YOUR OBJECTIVE -
Copy the passage of the respiratory clinics overview starting at "- 88 severe" and ending at "Airways MDT meetings.", reproducing it word for word.
--- TEXT SEGMENT Enclosed Below ---
Overview
Initiative type
Model of Care
Status
Deliver
Published
June 2026
Summary
This project improved access to specialist respiratory care by implementing nurse-led clinics, reducing waitlists and increasing capacity without extra medical staff.
Dates: September 2024 - January 2026
Implementation sites: Darling Downs Hospital and Health Service, Toowoomba Hospital
This project was presented as a Poster at CEQ Showcase 2026 (PDF, 358KB).
Aim
To optimise the respiratory outpatient workforce through the implementation of nurse-led clinics that improve timely access to specialist respiratory care while maintaining safe, high-quality, multidisciplinary governance.
Outcomes
- Improved patient access to specialist respiratory outpatient care.
- Reduced waitlist burden for COPD and severe asthma cohorts.
- 131 new COPD patients removed from the consultant waitlist through CNC-led clinics (2025).
- 88 severe asthma biologic review patients managed through CN-led clinics (2025).
- Increased consultant capacity to focus on complex conditions (interstitial lung disease, nodules, oncology, severe asthma and general respiratory streams).
- Improved multidisciplinary collaboration through structured Airways MDT meetings.
- Reduced non-contact clinical workload for respiratory consultants (e.g., biologic script management via structured MDTM process).
- Enabled nursing staff to work to top of scope within a governed, consultant-supported model.
--- End of Enclosed TEXT SEGMENT ---
--- DATA SHOWN Enclosed Below ---
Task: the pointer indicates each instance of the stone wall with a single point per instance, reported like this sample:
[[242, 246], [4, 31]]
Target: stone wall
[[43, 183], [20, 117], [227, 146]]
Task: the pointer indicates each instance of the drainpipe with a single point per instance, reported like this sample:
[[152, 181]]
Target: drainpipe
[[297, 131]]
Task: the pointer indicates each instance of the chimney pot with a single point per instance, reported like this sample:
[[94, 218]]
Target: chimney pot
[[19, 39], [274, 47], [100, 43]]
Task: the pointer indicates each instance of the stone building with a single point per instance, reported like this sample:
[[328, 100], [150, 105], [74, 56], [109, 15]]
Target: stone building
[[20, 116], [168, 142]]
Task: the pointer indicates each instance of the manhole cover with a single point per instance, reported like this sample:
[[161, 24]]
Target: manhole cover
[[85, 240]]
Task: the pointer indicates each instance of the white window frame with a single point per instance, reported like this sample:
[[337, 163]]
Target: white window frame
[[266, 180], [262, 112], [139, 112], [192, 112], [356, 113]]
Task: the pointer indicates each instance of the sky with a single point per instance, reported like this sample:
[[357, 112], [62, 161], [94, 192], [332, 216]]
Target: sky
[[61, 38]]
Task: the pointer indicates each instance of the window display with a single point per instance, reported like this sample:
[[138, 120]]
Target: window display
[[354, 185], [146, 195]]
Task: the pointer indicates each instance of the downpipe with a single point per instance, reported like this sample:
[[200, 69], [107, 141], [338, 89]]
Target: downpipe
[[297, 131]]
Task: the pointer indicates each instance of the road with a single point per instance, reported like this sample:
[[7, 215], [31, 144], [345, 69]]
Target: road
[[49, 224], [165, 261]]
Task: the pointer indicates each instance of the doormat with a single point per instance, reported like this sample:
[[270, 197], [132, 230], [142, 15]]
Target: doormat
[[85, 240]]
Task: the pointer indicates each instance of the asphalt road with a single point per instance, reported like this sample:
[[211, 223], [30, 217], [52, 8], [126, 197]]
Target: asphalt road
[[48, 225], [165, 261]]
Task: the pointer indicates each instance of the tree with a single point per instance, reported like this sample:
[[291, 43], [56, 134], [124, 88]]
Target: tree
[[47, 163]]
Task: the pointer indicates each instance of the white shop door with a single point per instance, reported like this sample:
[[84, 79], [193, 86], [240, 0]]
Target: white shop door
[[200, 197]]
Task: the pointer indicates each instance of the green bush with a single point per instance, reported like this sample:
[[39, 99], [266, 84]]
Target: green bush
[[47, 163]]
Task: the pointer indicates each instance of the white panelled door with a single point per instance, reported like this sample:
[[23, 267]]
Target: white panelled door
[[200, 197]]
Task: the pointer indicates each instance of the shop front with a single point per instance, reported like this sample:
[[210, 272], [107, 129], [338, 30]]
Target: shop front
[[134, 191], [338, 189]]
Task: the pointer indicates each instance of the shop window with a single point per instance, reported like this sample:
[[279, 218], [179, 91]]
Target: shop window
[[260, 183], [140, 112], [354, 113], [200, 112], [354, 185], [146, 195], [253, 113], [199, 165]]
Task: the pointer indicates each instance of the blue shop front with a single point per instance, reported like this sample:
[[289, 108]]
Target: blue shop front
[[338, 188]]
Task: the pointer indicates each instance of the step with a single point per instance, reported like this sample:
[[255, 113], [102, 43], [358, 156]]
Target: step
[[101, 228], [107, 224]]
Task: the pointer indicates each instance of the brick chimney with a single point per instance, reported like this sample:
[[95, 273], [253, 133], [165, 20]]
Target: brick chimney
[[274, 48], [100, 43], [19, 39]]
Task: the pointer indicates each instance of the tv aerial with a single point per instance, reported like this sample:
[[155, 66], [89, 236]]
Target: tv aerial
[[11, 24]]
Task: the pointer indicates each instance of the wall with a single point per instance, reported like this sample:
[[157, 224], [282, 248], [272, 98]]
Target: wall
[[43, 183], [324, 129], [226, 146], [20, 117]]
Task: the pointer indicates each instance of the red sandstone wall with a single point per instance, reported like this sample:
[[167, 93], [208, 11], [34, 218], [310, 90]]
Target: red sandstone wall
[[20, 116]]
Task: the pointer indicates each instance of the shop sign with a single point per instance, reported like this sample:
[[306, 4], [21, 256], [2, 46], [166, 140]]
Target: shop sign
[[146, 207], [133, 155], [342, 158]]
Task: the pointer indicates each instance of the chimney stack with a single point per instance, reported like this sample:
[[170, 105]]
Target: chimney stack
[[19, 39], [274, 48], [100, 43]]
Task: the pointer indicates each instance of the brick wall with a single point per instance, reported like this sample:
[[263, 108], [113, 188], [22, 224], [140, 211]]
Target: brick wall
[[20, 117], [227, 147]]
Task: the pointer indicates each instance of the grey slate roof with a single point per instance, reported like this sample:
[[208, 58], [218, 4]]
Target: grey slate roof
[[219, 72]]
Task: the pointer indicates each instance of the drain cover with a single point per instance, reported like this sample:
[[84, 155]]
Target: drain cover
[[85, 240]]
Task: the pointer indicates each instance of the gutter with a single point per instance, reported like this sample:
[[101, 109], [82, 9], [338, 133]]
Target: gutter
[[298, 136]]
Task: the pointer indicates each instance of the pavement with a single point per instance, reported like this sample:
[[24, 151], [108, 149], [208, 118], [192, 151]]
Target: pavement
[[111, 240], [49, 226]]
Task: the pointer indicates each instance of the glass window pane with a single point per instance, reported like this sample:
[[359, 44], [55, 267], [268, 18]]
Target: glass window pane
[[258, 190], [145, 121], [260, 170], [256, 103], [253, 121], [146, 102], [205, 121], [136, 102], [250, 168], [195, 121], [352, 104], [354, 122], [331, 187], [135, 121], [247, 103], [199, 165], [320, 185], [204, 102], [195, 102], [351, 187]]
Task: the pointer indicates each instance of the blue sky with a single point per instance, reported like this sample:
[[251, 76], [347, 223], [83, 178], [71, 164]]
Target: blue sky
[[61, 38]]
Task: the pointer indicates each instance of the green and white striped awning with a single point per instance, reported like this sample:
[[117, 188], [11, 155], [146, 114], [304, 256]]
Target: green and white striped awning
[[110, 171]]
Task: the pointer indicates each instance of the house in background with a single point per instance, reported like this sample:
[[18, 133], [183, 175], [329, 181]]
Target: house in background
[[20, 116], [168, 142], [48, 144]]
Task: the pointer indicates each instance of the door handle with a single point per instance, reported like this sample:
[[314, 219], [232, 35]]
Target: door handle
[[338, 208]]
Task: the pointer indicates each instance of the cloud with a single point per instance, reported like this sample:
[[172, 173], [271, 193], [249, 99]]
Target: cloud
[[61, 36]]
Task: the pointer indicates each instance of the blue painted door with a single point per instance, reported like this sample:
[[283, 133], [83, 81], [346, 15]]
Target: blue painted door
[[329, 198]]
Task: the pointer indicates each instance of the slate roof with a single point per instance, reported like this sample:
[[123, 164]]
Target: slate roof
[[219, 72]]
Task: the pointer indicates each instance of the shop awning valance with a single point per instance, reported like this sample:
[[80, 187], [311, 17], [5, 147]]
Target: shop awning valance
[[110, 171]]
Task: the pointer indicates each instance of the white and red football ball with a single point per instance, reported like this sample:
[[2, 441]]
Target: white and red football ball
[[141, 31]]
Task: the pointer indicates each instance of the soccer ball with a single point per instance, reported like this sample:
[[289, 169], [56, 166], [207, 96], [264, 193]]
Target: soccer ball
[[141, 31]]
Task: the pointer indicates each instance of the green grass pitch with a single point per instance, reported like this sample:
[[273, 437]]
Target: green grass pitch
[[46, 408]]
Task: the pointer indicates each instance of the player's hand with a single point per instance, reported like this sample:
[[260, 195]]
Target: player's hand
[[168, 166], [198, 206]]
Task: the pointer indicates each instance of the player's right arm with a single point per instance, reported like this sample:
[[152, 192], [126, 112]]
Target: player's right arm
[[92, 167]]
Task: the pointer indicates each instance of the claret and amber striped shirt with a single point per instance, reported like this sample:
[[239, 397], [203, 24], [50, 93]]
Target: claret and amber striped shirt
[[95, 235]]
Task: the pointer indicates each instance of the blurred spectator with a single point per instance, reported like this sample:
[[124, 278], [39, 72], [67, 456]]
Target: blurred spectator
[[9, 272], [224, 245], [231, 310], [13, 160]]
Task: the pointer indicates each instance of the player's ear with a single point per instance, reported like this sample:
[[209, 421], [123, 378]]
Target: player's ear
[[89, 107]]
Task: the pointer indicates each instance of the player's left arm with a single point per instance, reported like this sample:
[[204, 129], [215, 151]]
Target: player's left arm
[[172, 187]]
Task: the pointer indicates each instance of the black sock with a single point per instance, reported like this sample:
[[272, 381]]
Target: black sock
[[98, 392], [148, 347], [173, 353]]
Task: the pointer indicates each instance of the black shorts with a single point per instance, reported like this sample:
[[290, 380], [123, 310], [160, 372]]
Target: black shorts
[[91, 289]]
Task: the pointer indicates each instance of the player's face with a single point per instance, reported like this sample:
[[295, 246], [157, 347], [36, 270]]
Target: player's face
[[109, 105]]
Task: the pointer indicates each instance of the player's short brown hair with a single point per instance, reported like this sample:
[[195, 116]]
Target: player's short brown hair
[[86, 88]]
--- End of Enclosed DATA SHOWN ---
OUTPUT FOR THIS TASK -
- 88 severe asthma biologic review patients managed through CN-led clinics (2025).
- Increased consultant capacity to focus on complex conditions (interstitial lung disease, nodules, oncology, severe asthma and general respiratory streams).
- Improved multidisciplinary collaboration through structured Airways MDT meetings.